Requirement:
Could you repeat the data word for word while skipping the pictures?
··········
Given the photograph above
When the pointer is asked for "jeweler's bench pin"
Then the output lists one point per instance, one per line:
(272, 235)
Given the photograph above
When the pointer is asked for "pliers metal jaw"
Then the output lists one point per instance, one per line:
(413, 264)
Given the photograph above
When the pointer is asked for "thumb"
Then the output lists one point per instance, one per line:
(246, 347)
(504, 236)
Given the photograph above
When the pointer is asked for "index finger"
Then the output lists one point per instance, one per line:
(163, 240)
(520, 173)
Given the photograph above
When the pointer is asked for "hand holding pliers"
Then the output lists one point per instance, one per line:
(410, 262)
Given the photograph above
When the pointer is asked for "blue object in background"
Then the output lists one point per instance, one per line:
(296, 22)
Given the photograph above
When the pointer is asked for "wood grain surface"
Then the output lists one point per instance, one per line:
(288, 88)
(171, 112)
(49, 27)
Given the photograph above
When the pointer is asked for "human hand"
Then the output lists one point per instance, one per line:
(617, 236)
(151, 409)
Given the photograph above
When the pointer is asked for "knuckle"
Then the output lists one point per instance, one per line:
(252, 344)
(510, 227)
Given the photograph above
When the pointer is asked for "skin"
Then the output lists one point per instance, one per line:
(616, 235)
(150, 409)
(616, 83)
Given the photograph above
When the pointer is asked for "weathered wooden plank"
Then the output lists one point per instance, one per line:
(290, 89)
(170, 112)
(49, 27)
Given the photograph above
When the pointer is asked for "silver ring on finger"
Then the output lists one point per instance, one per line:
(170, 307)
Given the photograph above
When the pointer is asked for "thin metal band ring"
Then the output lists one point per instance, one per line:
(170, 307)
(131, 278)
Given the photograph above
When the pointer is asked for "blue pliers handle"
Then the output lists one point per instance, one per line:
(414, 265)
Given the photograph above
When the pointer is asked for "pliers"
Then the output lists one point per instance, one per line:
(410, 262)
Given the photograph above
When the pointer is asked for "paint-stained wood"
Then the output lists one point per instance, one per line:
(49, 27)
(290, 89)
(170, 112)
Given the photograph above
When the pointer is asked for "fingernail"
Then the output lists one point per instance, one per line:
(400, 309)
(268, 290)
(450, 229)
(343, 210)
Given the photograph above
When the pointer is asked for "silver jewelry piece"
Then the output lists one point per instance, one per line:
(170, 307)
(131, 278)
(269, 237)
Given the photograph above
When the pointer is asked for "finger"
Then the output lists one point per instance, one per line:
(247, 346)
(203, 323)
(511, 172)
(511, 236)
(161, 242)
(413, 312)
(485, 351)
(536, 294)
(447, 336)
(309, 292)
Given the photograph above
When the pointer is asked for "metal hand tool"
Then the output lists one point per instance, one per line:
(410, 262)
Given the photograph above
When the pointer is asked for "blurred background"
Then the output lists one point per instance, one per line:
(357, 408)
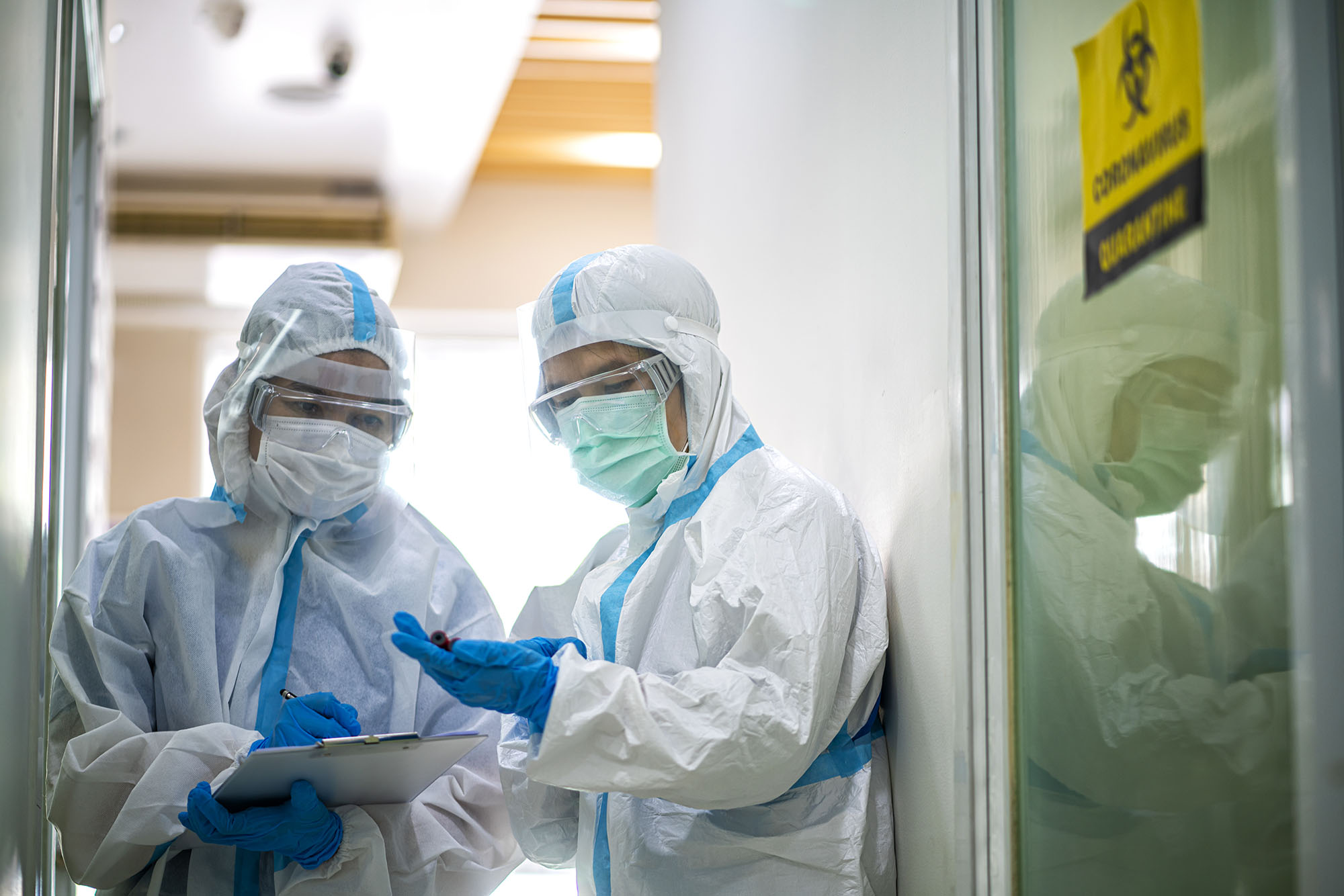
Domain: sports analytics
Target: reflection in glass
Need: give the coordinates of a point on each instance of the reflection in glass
(1155, 711)
(1150, 593)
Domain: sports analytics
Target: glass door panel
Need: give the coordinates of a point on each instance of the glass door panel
(1150, 598)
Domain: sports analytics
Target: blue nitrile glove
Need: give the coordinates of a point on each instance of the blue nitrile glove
(308, 719)
(552, 647)
(495, 675)
(302, 830)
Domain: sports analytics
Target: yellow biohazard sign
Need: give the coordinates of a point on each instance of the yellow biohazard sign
(1142, 115)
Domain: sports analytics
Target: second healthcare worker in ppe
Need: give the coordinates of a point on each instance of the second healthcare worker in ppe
(704, 715)
(1157, 737)
(183, 624)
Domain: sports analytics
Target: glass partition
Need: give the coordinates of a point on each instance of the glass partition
(1152, 675)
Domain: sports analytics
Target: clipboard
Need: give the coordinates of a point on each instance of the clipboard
(347, 772)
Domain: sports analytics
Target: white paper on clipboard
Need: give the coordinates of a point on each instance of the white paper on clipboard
(347, 772)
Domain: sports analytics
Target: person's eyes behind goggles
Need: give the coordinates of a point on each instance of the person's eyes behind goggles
(381, 420)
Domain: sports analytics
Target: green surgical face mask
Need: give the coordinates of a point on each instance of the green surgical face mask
(620, 445)
(1169, 463)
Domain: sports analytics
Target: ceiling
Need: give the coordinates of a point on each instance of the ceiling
(423, 92)
(437, 92)
(581, 105)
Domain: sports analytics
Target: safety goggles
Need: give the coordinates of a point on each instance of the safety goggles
(654, 374)
(386, 421)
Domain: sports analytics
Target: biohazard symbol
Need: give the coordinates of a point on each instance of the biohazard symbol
(1138, 71)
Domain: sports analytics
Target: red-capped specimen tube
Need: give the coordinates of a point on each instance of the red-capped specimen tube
(442, 640)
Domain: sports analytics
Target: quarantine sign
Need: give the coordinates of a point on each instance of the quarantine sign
(1142, 115)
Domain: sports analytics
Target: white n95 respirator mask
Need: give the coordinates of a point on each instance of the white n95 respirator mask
(319, 469)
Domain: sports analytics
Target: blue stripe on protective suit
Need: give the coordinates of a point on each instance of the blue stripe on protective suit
(562, 295)
(274, 676)
(846, 757)
(601, 852)
(366, 323)
(220, 495)
(614, 600)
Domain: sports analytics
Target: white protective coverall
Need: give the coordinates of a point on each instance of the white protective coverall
(178, 623)
(724, 735)
(1154, 766)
··········
Expected answer:
Given the photograph above
When the pointer is asked for "jeweler's bench pin"
Then the output lists one point per instance, one per line:
(272, 235)
Given the photograph above
When the pointer is asked for "pliers metal jaw"
Then the output lists one point per instance, one per line:
(413, 264)
Given the photograph above
When the pointer is asked for "thumb"
Then the output lists one point per instance, one per line:
(246, 347)
(504, 236)
Given the photograph above
When the pointer is asked for "index finger"
Then the output lists one point per instance, one per line:
(163, 240)
(520, 173)
Given the photograph above
When the pointer is asked for "hand holding pliers"
Then the output lists one point per instance, one per line:
(410, 262)
Given the photograph above
When the pointer is asked for "blue object in background"
Then the output lists one point per instance, one per line:
(296, 22)
Given the photograph above
When the pointer is asked for "wood grain surface"
Then the output lists one point per instance, one per line:
(288, 88)
(171, 112)
(49, 27)
Given the photograph above
When the pointer is asked for "human hand"
Then the output lists one point per instance, one per line:
(617, 236)
(151, 409)
Given the photograph above
When the pointer is asked for "knuckle"
Then the output lists one point per instance, one per line:
(252, 344)
(510, 227)
Given the photograph above
When the pointer is asked for "skin"
Then the output lists one point per instance, one per line:
(616, 235)
(150, 409)
(616, 83)
Given the photograph above
When the pointer is asked for "weathered wooden plank"
Then the output lists one point per instance, one per line:
(290, 89)
(170, 112)
(49, 27)
Given the photograph above
When the pointer is asked for "silver ring on finger"
Then the output lists one point per instance, one per line:
(170, 307)
Given the photograph above
When the pointer is asked for "thin metal band ring"
Then the output lists one point per instance, one per line:
(170, 307)
(131, 278)
Given the photograph above
When the pointer is asked for "blue pliers handle"
Then the output lists one point per instance, one per line:
(414, 265)
Given the photograph above
When the pointer is asked for "pliers"
Then the output lists one point per instance, one per line:
(410, 262)
Given the photograph above
When the pointer is asked for "paint-stained wood"
Then the output lists one point per instance, one per line:
(49, 27)
(290, 89)
(170, 112)
Given the photograph above
When the pointer is asked for "fingernail"
Then the output lists one point per instance, one per line:
(400, 309)
(268, 290)
(450, 229)
(343, 210)
Given the photograph above
When the pointer is asked for "silver jewelry piece"
Then the output lists one point per instance, one per line:
(170, 307)
(131, 278)
(269, 237)
Given the photograph above
When the pointer is asked for "finger"
Then the output lists one point per instance, one per line:
(247, 346)
(203, 323)
(511, 172)
(511, 236)
(161, 242)
(413, 312)
(485, 351)
(536, 294)
(447, 336)
(309, 292)
Given the photograph above
When the pointer is asked for "metal hand tool"
Then the output lists one point per instance, one per line:
(410, 262)
Given the photograph above
When the pointer is asked for "blurred background"
Then the output lists one point per instance, one per line:
(357, 408)
Domain: sports analytics
Target: reflection in glass
Need: give the coordinates of a point on each instance of the reflection in glass
(1155, 711)
(1150, 593)
Domain: sports analytics
Target: glass door panel
Need: give the coordinates of a point on each instance of the glass door panel
(1150, 598)
Domain: sports analytics
Target: blue nitrile glove
Need: give the coordinates of a point on each instance of the blue nitrile glove
(308, 719)
(552, 647)
(495, 675)
(302, 830)
Domain: sports analytics
Target: yellow biohazard sign
Need: give the coordinates of a point on each instance of the yellow biohazard sign
(1142, 115)
Domain: sports analytics
Target: second healthcare worker in ppe
Need: give the coordinates of a point on each instance of the second healthcare worker in ppe
(704, 715)
(1157, 737)
(183, 624)
Domain: sports analytics
Target: glass partition
Need: give the coordinates of a point on each instance of the glass partition
(1152, 675)
Domain: sports analytics
Target: clipboard
Need: give the coordinates of a point on each instance of the clipboard
(347, 772)
Domain: sports analytics
Target: white paper on clipboard
Need: give the coordinates of a point on each instance of the white paper on clipboard
(347, 772)
Domain: sports analytics
Target: person's eyes behind goggles
Need: give the coordinates of a point on each instance of the person's eyes behind goggles
(381, 420)
Domain: sports analytics
Target: green surgical face mask
Need: give the coordinates of a point on each instance of the green surgical face mask
(620, 445)
(1169, 463)
Domain: sports analytics
Target: ceiling
Need: give the coordinates of a point on each instance of the ceiling
(423, 92)
(437, 92)
(581, 105)
Domain: sports analytics
Target: safety goggles
Need: give the coordinates of a point on each instance of the safety goggles
(654, 374)
(386, 421)
Domain: sports analytics
Target: biohazard symbol
Need: give the coordinates of a point on each instance of the biohazard symbol
(1138, 71)
Domain: sports analytics
Target: red-capped specimen tube
Need: give the coordinates of a point on each instance of the red-capped specimen tube
(442, 640)
Domain: sports analytics
Target: quarantine sign
Need: give the coordinates of a point on each instance of the quarantine sign
(1142, 115)
Domain: sports analytics
Target: white n95 respirator mask
Need: give the coordinates of a point on each instance of the white n95 respirator mask
(319, 469)
Domain: sports analytics
Target: blue stripe on protective suit
Need: give the coordinates of a point on each instance of the blue stripe on protective suit
(562, 295)
(274, 676)
(846, 757)
(601, 852)
(366, 323)
(220, 495)
(614, 600)
Domain: sports analytics
Target: white protective coverall
Need: give the coordinates of a point on each instance of the white protective coverall
(178, 623)
(724, 735)
(1154, 766)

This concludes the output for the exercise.